(Point-per-instance localization data)

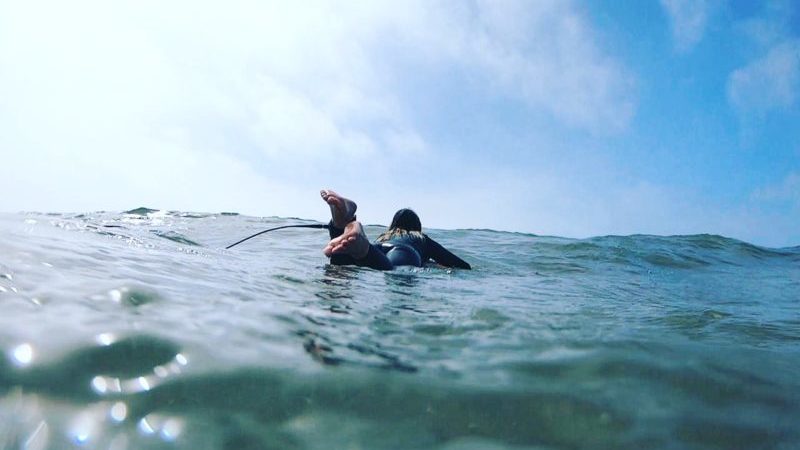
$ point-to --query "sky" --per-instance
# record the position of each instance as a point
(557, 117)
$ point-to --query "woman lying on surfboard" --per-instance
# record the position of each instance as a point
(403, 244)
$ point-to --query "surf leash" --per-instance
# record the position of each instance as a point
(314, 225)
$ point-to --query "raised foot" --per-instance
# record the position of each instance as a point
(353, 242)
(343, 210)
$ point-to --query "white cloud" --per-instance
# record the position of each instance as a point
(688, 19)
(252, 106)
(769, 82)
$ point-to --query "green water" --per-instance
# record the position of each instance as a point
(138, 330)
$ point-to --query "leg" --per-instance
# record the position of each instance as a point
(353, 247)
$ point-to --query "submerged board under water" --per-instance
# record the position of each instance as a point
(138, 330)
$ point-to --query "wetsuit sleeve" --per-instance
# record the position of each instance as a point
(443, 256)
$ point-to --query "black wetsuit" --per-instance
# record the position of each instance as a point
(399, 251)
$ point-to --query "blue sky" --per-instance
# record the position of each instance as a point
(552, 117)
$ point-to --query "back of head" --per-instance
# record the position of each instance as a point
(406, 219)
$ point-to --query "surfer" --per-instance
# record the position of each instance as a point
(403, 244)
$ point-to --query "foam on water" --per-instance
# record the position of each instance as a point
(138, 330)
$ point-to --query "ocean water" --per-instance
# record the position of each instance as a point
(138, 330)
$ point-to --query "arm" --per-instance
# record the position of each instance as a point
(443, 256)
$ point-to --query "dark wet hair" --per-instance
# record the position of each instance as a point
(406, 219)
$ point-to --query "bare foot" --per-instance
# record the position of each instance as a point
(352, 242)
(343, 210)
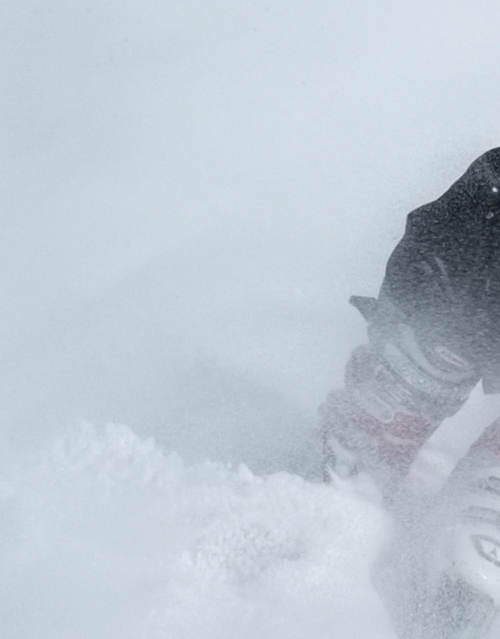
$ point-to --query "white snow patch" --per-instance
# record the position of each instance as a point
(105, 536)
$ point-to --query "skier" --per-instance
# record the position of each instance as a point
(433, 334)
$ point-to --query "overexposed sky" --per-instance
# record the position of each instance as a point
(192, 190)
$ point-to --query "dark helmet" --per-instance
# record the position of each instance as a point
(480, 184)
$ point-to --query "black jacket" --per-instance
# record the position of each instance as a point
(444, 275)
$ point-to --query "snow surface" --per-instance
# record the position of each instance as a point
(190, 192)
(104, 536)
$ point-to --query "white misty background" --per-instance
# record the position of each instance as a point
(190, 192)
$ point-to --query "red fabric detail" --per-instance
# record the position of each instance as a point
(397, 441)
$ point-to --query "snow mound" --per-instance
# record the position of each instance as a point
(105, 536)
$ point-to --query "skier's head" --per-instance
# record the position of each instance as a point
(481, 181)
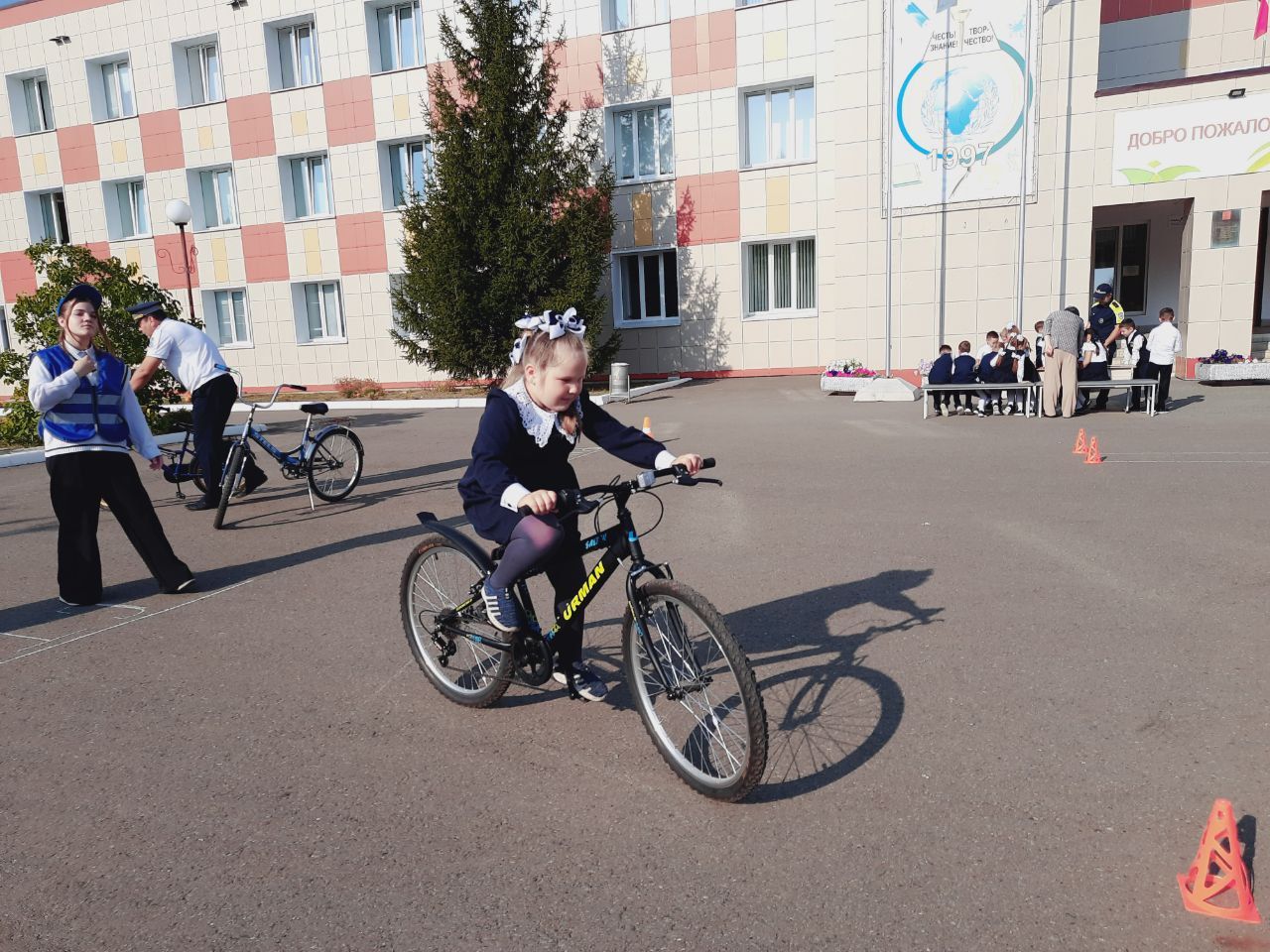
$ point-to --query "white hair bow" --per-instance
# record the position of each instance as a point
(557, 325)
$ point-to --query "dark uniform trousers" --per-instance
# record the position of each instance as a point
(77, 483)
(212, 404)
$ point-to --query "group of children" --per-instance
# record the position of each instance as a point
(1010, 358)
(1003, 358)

> Activity
Wherever the word "hair" turns up in the records, copy out the line it is on.

> Reply
$ point-to --query "dark wet hair" --per-instance
$ point-to --query "white hair bow" --per-instance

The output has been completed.